# Written instruction:
Pick out and copy every line of the listing below that contains the word "tree". Case counts.

# Extracted entries:
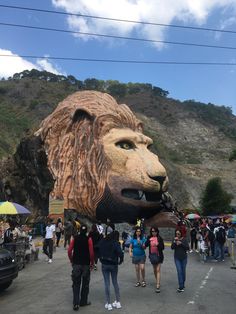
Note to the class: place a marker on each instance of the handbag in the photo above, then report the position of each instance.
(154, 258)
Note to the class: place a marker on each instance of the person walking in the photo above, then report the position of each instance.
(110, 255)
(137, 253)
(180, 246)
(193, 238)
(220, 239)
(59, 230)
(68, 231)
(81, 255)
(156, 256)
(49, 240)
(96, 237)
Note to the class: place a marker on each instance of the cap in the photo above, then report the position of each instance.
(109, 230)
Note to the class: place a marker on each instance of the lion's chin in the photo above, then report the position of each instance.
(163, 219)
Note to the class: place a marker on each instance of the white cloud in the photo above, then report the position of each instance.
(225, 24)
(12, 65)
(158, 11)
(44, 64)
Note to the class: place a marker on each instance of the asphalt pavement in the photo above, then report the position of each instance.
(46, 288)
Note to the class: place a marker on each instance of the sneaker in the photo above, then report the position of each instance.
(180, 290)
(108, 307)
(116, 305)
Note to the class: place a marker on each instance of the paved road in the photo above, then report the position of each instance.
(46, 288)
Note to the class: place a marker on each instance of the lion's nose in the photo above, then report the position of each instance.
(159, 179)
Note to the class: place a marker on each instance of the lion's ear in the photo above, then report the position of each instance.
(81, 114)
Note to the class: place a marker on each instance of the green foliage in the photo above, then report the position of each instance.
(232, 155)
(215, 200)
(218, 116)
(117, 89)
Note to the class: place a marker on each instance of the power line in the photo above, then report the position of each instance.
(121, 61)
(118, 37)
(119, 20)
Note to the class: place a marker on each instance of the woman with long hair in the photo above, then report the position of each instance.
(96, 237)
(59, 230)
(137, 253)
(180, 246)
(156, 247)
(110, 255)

==

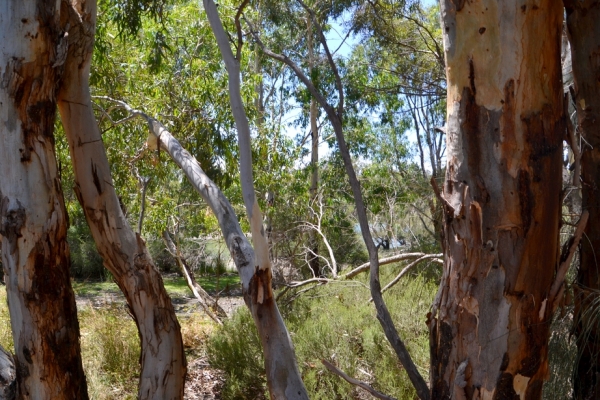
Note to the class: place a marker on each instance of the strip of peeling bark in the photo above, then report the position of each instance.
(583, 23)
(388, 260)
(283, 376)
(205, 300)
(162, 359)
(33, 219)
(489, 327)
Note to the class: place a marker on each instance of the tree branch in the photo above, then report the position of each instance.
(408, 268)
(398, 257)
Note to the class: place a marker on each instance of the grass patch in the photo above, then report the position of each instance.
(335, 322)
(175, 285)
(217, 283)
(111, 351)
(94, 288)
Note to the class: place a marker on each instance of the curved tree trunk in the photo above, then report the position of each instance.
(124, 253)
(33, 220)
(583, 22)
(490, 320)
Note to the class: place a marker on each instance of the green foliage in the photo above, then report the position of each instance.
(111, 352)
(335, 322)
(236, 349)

# Answer to this exercise:
Note to the class: place a marker on each instance of the tree branch in the photo above, then report the position of each instance.
Note to the class: place a marker on each instance of the curved tree trunk in the photo above, then report the position of each instance.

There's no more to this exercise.